- [Extracted text]
§

I put my shoulder to the stubbornness of the door and finally engulf myself inside with a wind-blown furry hat. I’m surrounded by depressing grays and muddy browns. I slide my ticket in the slot with some anguish of the barrier refusing to let me pass. It happened before. Something about me not pushing the thing correctly. I feel dumb, sometimes.
I get in the subway’s belly by racing down the stairs as if I have something to prove. A musician plays the cacophone over my blaring headphones. I take a five in my pocket to impress him. I realize it’s a twenty that is slowly leaving my fingers. Too proud to take it back, I tell myself that at least, the virtuoso will be grateful. But he barely nods his head at the sight of my hourly rate resting on the blue velvet. I feel really dumb.
There’s a crowd on the pier. As always. I place my body in a strategic way to facilitate my entry. The big mute TV on the other side tells me to be afraid of everything. The train is coming. I imagine hands behind my back violently throwing me on the tracks. My shoulder blades tense in anticipation. I must stop reading the tabloids. I’m so dumb, sometimes.

§

- [Supplied material]
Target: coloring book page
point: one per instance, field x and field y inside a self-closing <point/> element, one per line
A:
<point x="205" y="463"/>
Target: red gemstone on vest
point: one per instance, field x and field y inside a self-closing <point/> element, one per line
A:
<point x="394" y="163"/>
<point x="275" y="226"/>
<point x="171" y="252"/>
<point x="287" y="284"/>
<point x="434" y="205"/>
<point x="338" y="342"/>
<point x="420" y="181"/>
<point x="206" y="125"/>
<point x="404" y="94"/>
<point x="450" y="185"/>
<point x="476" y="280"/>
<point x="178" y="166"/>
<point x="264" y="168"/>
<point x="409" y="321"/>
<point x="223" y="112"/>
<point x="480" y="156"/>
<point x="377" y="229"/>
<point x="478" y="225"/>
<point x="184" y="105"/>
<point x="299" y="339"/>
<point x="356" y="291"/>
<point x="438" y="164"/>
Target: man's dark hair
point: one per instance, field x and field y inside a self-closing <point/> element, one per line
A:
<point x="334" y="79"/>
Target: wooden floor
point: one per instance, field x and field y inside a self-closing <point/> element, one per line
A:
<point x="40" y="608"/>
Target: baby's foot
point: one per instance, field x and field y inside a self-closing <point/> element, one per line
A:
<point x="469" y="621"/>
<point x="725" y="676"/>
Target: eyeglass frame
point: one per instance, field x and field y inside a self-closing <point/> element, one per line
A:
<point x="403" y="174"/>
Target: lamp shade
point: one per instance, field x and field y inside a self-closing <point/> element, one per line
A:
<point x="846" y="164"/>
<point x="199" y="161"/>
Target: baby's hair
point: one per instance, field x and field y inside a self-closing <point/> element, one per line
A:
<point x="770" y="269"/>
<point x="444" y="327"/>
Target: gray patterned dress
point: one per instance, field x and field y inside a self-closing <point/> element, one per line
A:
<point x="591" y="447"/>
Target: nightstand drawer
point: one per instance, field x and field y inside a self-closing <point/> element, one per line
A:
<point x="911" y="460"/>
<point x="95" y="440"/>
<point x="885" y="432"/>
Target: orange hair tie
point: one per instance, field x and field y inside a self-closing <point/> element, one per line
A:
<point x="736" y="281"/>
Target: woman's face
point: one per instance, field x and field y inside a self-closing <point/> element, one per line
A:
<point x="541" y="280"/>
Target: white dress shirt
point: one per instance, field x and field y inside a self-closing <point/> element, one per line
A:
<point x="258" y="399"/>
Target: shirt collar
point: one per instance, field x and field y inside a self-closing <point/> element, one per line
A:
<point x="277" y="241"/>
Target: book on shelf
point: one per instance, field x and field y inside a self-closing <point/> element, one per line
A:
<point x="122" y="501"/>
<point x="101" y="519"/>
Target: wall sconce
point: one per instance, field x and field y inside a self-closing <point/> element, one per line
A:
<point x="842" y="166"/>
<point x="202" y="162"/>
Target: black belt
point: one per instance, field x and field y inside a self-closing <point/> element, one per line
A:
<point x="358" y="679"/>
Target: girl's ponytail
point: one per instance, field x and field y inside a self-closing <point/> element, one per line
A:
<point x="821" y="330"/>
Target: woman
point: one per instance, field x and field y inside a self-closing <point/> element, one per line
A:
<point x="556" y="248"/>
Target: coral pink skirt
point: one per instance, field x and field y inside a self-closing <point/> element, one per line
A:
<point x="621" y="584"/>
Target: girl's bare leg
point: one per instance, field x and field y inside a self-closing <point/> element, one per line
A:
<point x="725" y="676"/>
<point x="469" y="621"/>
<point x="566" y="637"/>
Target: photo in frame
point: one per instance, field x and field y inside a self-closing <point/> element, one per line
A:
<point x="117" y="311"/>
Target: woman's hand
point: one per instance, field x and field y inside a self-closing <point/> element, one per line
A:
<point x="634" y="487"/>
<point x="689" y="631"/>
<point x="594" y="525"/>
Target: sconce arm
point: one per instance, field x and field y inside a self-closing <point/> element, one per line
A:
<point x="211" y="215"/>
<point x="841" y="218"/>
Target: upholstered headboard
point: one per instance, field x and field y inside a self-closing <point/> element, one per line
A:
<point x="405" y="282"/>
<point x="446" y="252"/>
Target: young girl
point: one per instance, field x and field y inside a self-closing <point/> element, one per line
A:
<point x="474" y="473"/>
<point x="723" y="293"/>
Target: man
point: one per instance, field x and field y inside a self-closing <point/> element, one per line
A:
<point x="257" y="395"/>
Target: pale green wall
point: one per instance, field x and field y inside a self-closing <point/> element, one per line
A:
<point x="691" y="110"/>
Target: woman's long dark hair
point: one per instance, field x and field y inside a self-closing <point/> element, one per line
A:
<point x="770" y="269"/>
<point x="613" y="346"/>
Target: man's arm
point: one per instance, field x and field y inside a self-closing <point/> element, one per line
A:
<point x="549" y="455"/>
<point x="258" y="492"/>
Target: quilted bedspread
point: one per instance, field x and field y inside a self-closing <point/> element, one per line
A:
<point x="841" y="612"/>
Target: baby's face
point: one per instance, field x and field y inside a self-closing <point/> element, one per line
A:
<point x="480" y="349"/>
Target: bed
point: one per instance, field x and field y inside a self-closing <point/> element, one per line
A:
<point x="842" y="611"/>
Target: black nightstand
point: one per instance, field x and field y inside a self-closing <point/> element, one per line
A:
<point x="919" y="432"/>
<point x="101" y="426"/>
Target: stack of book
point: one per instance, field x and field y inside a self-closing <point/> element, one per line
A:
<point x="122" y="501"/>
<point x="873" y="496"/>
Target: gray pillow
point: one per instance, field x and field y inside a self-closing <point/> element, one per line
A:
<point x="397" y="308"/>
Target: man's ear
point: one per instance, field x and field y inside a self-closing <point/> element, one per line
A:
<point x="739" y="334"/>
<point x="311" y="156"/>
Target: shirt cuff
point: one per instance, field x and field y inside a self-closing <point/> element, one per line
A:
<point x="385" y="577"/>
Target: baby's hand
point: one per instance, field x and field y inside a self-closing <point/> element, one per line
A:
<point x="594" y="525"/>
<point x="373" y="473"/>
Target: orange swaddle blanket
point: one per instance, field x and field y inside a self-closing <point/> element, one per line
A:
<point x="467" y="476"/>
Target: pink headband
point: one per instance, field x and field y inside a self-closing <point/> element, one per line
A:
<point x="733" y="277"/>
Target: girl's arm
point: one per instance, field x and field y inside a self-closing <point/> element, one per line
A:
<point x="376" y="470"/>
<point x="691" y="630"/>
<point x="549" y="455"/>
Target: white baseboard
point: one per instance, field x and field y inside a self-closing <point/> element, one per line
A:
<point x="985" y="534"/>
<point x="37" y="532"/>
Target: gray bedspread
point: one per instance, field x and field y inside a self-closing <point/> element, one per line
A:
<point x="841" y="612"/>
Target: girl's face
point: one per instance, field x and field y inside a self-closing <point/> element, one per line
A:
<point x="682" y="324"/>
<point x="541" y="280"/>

§

- [Directions]
1. In the subway passage, why does the narrator leave the twenty on the velvet instead of taking it back? Answer in one to three sentences.
2. Condense the paragraph of the subway passage that begins "There's a crowd on the pier" into a shorter version that keeps its main facts.
3. Please continue the subway passage after its final sentence.
These records were taken from a different source than the subway passage.

- [Expected responses]
1. The narrator is too proud to take the twenty back. They console themselves that at least the musician will be grateful.

2. As always, the pier is crowded, so I position myself to make getting on easier. A mute TV across the way tells me to fear everything. When the train approaches, I picture hands shoving me onto the tracks, and my shoulder blades tense. I should quit reading the tabloids, and I feel dumb.

3.
I slip in a little childhood nostalgia. Those three organic notes when the cars were put in motion, the grilled rubber smell, the pristine all around me … Today, it oozes limestone and decrepit all along the walls. I elaborate a disaster scenario where the tunnel collapses under the pressure of the water and get almost scared for a second. Yup, I’m dumb.
The doors open and no one knows how to human anymore. Some hurry to get out, some hurry to sneak in, some hurry to sit near the exit, some hurry to press their God damn huge bag pack in everyone’s face. The doors close on the herd stinking of wet synthetic fur. Is the guy behind me feeling my butt? I look discreetly under my arm to check, ready to scold: It’s the head of a toddler stuck between my backside and the thigh of his father. I quickly scoot over to give him space. Geez, I’m dumb!
Transfer. I sprint on the yellow path pressed between the metal of the purring wagons and hoards of goose feathers coats. The window is short to get passed all these people before the mechanical monster resumes its course and propels me into the void. I swoop over to get to the green line. The soft French speaking voice in the speakers bounces off the concrete to warn us of a slowdown. I pray to the commute Gods to let it not be on the green line. The voice continues «…sur la ligne orange…” and my relief is beyond disproportionate. Again, so dumb.
While swaying and holding the bacteria ridden bar, I observe the cultural mosaic around me. I marvel at the cosmopolitan metropolitan. Skins are yellow, black, brown or ashy like me (I’m hungover). Heads are blonds, frizzy, turbaned or Montreal Canadians woolen toqued. All together we ignore each other in harmony. I notice a beautiful woman in a hijab at my left. She stares at me, intensely. I look elsewhere wondering if I have offended her unintentionally. I feel her eyes piercing my temple.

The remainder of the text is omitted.